Top 2 Republicans vow to reject Democrats’ demands on bill for broader coronavirus relief
The two top Republicans in the U.S. Congress vowed on Saturday to oppose Democrats’ demands to boost a proposed $250 billion bill to aid small businesses during the coronavirus pandemic by adding money for hospitals and state and local governments.
The statement from Senate Majority Leader Mitch McConnell and House of Representatives Republican Leader Kevin McCarthy came a day after top Senate Democrat Chuck Schumer said he and Treasury Secretary Steven Mnuchin planned to hold bipartisan talks on the bill next week.
“American workers are in crisis,” McConnell and McCarthy said. “This will not be Congress’s last word on COVID-19, but this crucial program needs funding now. American workers cannot be used as political hostages.”

(Exercise description): Write out the passage of the coronavirus relief report word for word, beginning with the words "Top 2 Republicans" and ending after the words "bill next week.".

(Material supplied):
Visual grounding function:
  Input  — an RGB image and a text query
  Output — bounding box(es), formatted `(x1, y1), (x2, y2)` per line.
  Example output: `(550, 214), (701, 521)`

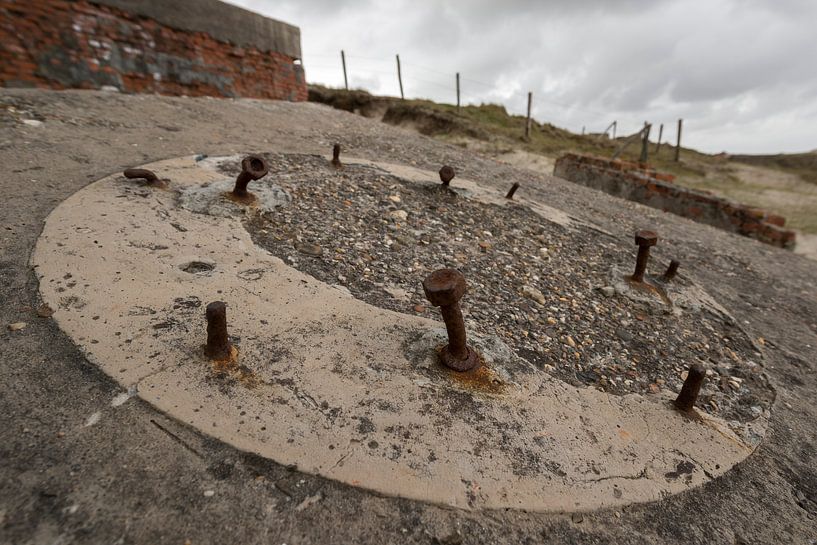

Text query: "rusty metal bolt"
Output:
(440, 165), (457, 186)
(332, 144), (343, 168)
(233, 155), (269, 198)
(122, 168), (159, 184)
(505, 182), (519, 199)
(204, 301), (231, 360)
(632, 231), (658, 282)
(675, 363), (706, 413)
(423, 269), (479, 371)
(122, 168), (169, 188)
(664, 259), (681, 282)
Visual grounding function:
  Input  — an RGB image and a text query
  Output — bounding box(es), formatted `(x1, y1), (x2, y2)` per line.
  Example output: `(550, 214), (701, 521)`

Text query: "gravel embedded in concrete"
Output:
(210, 154), (774, 422)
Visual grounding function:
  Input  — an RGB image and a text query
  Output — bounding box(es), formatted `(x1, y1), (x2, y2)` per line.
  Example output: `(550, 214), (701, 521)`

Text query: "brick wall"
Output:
(0, 0), (307, 100)
(553, 153), (795, 248)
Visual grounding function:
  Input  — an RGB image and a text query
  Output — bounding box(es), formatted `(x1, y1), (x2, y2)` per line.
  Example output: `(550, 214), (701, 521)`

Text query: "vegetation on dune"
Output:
(309, 85), (817, 233)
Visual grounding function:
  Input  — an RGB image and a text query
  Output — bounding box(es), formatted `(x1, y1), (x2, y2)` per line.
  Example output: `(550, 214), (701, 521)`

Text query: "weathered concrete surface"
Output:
(32, 157), (766, 511)
(0, 91), (817, 544)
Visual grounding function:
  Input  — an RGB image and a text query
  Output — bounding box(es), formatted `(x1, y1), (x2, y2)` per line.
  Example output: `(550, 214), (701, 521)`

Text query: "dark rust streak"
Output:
(675, 363), (706, 413)
(332, 144), (343, 168)
(440, 165), (457, 186)
(505, 182), (519, 199)
(204, 301), (232, 360)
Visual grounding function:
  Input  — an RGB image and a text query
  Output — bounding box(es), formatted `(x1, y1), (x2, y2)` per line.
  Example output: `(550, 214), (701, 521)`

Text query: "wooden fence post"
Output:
(396, 55), (406, 100)
(457, 72), (460, 113)
(340, 49), (349, 91)
(525, 91), (533, 138)
(638, 121), (652, 164)
(655, 123), (664, 155)
(675, 119), (684, 162)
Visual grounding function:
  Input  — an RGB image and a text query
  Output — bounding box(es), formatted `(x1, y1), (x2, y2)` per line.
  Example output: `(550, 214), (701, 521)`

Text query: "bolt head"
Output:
(635, 230), (658, 246)
(241, 155), (269, 180)
(423, 269), (468, 307)
(205, 301), (227, 320)
(440, 165), (457, 184)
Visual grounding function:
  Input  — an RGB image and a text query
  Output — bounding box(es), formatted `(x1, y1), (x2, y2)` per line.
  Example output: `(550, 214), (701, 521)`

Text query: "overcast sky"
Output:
(226, 0), (817, 153)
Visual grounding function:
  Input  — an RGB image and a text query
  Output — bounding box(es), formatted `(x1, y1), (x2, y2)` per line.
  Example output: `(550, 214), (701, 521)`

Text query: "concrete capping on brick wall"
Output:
(90, 0), (301, 59)
(0, 0), (307, 101)
(553, 153), (796, 248)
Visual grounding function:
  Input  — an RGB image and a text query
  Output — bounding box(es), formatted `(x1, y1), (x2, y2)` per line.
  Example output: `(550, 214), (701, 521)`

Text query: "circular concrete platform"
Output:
(32, 157), (766, 511)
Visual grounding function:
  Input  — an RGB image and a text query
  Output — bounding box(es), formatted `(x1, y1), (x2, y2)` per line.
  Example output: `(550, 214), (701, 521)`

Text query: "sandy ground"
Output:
(0, 91), (817, 544)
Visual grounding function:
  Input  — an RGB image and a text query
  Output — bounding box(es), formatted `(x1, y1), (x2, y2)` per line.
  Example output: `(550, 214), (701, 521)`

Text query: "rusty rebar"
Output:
(204, 301), (231, 360)
(664, 259), (681, 282)
(423, 269), (479, 371)
(122, 168), (168, 188)
(631, 230), (658, 282)
(332, 144), (343, 168)
(675, 363), (706, 412)
(505, 182), (519, 199)
(440, 165), (457, 186)
(233, 155), (269, 198)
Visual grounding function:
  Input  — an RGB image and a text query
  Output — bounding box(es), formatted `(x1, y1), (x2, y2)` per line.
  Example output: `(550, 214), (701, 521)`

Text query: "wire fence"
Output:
(304, 52), (628, 134)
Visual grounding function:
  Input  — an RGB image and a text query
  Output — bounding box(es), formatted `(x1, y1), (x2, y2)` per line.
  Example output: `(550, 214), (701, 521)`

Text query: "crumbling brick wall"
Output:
(0, 0), (307, 100)
(553, 153), (795, 248)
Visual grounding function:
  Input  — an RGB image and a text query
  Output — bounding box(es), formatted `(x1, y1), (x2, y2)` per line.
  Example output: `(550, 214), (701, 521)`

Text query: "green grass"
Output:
(310, 88), (817, 233)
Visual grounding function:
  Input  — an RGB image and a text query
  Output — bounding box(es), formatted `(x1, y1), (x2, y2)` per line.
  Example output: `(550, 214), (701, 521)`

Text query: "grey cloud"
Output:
(225, 0), (817, 152)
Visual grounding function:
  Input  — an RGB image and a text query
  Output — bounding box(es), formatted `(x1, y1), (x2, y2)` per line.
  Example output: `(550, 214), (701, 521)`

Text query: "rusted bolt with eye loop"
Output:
(631, 231), (658, 282)
(505, 182), (519, 199)
(332, 144), (343, 168)
(233, 155), (269, 199)
(675, 363), (706, 413)
(204, 301), (232, 360)
(664, 259), (681, 282)
(440, 165), (457, 186)
(423, 269), (479, 371)
(122, 168), (168, 187)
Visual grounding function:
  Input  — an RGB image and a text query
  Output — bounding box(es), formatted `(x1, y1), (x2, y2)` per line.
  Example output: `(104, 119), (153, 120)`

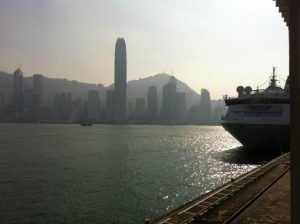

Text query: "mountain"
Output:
(127, 74), (200, 108)
(0, 72), (200, 109)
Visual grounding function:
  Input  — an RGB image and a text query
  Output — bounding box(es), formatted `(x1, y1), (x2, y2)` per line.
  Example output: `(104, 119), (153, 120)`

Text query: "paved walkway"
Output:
(232, 171), (291, 224)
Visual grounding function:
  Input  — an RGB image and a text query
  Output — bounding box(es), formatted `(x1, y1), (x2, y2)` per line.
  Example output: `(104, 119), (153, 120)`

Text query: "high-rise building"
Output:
(200, 89), (211, 124)
(32, 74), (45, 121)
(147, 86), (158, 121)
(176, 92), (186, 123)
(114, 38), (127, 122)
(105, 89), (114, 121)
(53, 92), (72, 122)
(161, 76), (177, 123)
(135, 98), (146, 120)
(13, 68), (23, 120)
(88, 90), (100, 121)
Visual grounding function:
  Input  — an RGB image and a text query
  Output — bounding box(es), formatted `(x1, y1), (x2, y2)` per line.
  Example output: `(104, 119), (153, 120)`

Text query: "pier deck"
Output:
(150, 154), (290, 224)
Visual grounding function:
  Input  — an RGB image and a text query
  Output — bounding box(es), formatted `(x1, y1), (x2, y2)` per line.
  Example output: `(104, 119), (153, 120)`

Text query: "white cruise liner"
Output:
(221, 68), (290, 150)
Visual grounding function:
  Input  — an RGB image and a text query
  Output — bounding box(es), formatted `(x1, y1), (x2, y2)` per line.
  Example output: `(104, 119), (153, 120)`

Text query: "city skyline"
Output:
(0, 0), (288, 99)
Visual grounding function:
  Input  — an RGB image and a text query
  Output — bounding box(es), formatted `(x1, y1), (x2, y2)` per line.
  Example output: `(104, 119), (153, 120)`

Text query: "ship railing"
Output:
(223, 90), (289, 100)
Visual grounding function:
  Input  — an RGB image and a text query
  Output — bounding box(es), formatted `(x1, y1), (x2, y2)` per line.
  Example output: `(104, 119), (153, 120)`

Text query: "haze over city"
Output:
(0, 0), (288, 99)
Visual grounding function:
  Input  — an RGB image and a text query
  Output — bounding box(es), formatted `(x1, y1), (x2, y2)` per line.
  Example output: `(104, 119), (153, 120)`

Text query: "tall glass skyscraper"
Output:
(114, 38), (127, 121)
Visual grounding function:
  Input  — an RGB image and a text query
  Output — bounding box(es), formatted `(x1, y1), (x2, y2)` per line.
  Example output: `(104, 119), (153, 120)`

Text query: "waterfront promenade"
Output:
(149, 154), (291, 224)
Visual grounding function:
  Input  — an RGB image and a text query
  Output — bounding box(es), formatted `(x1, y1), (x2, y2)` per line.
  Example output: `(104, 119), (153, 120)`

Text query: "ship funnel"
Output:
(236, 86), (245, 96)
(245, 86), (252, 95)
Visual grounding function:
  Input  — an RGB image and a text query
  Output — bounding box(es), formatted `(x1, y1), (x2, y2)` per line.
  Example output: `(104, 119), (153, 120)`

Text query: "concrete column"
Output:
(289, 0), (300, 224)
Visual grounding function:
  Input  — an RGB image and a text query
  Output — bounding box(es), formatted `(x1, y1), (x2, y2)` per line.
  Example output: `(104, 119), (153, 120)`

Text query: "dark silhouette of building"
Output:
(13, 68), (23, 121)
(114, 38), (127, 122)
(161, 76), (177, 123)
(135, 98), (146, 121)
(54, 92), (72, 122)
(105, 89), (114, 121)
(200, 89), (211, 124)
(176, 92), (186, 124)
(147, 86), (158, 121)
(88, 90), (100, 122)
(32, 74), (45, 121)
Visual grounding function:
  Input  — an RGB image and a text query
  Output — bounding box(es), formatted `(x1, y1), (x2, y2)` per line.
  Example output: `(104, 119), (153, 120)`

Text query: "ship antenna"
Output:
(270, 66), (277, 87)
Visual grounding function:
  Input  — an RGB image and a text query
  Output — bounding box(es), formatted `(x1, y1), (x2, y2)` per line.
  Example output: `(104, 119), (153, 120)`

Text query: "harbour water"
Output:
(0, 123), (272, 223)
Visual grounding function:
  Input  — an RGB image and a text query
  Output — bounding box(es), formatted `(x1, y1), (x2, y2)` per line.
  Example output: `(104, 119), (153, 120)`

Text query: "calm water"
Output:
(0, 124), (268, 223)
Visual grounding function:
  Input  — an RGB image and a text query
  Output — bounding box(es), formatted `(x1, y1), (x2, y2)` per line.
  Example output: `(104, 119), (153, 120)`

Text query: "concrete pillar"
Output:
(289, 0), (300, 224)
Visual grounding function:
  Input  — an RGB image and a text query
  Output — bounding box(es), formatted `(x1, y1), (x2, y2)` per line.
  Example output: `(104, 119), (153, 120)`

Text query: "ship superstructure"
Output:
(221, 68), (290, 150)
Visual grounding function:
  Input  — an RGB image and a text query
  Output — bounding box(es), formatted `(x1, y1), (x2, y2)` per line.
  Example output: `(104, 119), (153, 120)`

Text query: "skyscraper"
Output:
(13, 68), (23, 120)
(176, 92), (185, 123)
(200, 89), (211, 124)
(32, 74), (44, 121)
(147, 86), (158, 121)
(105, 89), (114, 122)
(114, 38), (127, 122)
(88, 90), (100, 122)
(135, 98), (146, 120)
(161, 76), (177, 123)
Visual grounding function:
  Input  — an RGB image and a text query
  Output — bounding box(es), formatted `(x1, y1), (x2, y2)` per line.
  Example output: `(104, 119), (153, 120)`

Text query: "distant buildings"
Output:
(161, 76), (177, 123)
(53, 92), (72, 122)
(87, 90), (100, 122)
(146, 86), (158, 121)
(0, 38), (226, 124)
(113, 38), (127, 122)
(105, 89), (114, 121)
(175, 92), (186, 124)
(200, 89), (211, 124)
(32, 74), (45, 121)
(13, 68), (23, 121)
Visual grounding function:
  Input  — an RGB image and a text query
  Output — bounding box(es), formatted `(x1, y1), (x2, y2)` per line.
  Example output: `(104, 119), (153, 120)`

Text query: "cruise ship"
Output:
(221, 68), (290, 151)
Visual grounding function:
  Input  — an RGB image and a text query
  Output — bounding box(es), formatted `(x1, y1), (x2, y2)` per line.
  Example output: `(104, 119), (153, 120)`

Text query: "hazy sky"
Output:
(0, 0), (288, 98)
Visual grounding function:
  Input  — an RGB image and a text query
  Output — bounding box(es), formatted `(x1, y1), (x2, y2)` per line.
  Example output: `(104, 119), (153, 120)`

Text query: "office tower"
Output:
(22, 88), (34, 122)
(135, 98), (146, 120)
(73, 97), (84, 121)
(32, 74), (45, 121)
(13, 68), (23, 120)
(200, 89), (211, 124)
(161, 76), (177, 123)
(176, 92), (185, 123)
(54, 92), (72, 122)
(114, 38), (127, 122)
(147, 86), (158, 121)
(105, 89), (114, 121)
(88, 90), (100, 121)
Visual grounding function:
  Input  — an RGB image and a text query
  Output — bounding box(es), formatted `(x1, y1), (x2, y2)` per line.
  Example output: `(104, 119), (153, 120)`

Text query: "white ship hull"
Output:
(222, 122), (289, 150)
(221, 68), (290, 150)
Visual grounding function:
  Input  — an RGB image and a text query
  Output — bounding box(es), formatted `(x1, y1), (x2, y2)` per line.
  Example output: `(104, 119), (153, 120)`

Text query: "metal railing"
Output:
(148, 153), (289, 224)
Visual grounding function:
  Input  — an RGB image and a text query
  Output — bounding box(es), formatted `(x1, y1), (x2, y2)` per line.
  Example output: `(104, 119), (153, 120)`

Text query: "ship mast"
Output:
(269, 67), (277, 88)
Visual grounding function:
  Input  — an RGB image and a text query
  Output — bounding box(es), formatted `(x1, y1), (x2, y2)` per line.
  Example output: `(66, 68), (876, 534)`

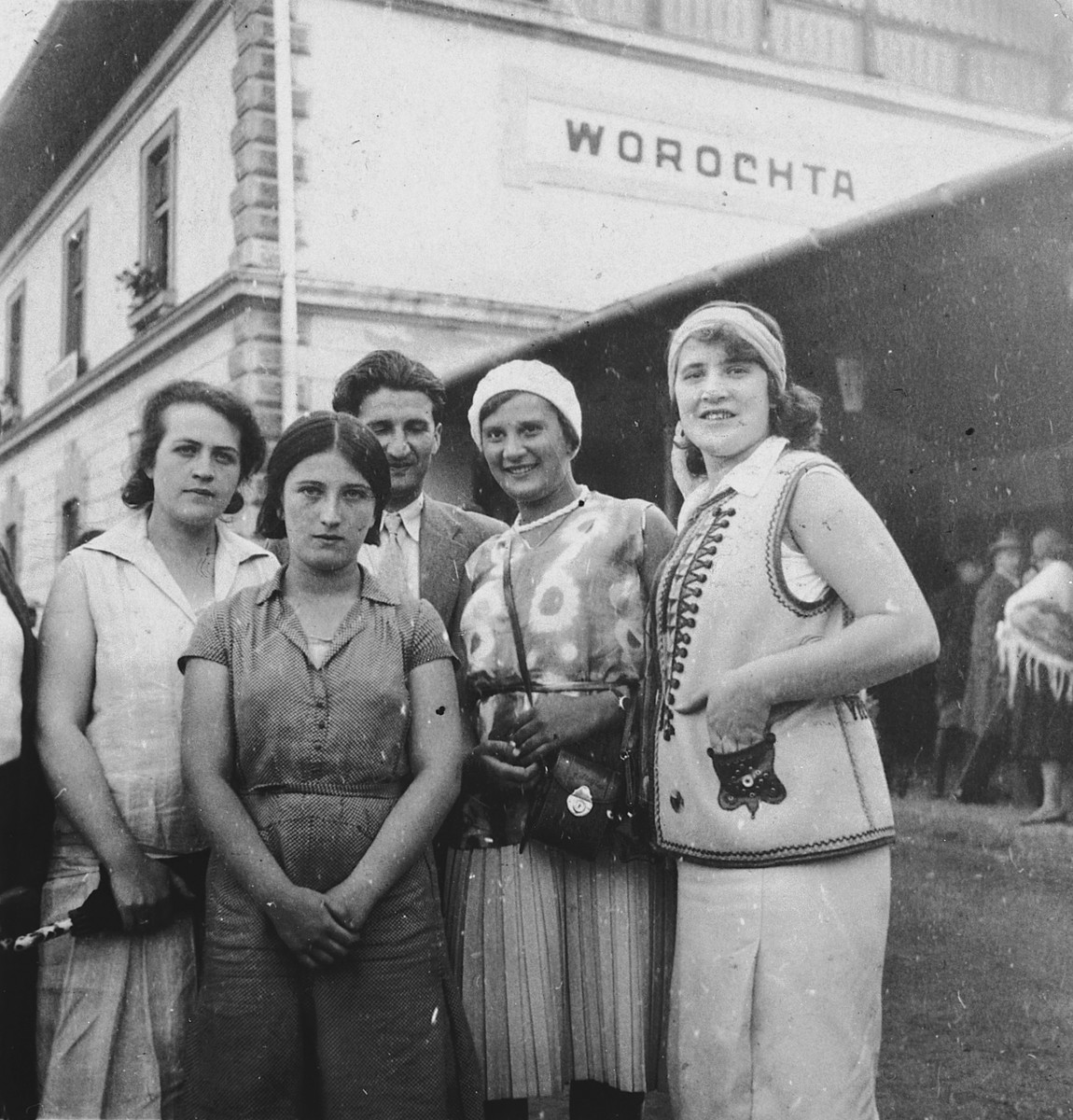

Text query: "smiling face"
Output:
(357, 388), (442, 510)
(146, 404), (242, 527)
(675, 338), (771, 476)
(283, 448), (376, 572)
(481, 393), (577, 521)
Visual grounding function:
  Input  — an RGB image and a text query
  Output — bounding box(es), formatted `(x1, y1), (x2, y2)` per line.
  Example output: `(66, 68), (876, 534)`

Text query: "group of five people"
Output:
(8, 302), (937, 1120)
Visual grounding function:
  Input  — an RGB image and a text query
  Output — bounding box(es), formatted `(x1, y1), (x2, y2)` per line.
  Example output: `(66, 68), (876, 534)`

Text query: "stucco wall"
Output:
(0, 18), (235, 413)
(296, 0), (1055, 308)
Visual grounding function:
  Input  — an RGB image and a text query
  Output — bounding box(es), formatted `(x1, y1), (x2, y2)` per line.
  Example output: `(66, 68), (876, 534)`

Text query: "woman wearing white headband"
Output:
(446, 362), (675, 1120)
(653, 302), (939, 1120)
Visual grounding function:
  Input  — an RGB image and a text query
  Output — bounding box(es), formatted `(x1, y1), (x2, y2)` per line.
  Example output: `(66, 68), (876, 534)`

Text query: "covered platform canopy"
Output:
(448, 139), (1073, 588)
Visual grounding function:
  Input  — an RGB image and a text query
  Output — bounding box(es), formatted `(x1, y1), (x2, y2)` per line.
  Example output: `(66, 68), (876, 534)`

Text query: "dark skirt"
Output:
(187, 794), (481, 1120)
(1010, 665), (1073, 763)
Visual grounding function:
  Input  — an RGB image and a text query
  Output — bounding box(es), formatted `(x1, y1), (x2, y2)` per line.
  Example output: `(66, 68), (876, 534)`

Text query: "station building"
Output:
(0, 0), (1073, 601)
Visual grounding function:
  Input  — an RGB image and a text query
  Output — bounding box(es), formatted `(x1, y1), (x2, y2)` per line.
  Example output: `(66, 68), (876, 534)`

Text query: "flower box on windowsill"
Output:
(127, 287), (174, 331)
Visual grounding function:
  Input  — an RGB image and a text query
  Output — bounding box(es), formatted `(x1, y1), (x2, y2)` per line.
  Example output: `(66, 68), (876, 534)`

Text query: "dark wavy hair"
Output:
(119, 381), (268, 513)
(257, 413), (391, 544)
(477, 388), (581, 455)
(672, 301), (823, 459)
(331, 351), (447, 424)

(Task response):
Top 2 Republicans vow to reject Democrats’ demands on bill for broader coronavirus relief
The two top Republicans in the U.S. Congress vowed on Saturday to oppose Democrats’ demands to boost a proposed $250 billion bill to aid small businesses during the coronavirus pandemic by adding money for hospitals and state and local governments.
The statement from Senate Majority Leader Mitch McConnell and House of Representatives Republican Leader Kevin McCarthy came a day after top Senate Democrat Chuck Schumer said he and Treasury Secretary Steven Mnuchin planned to hold bipartisan talks on the bill next week.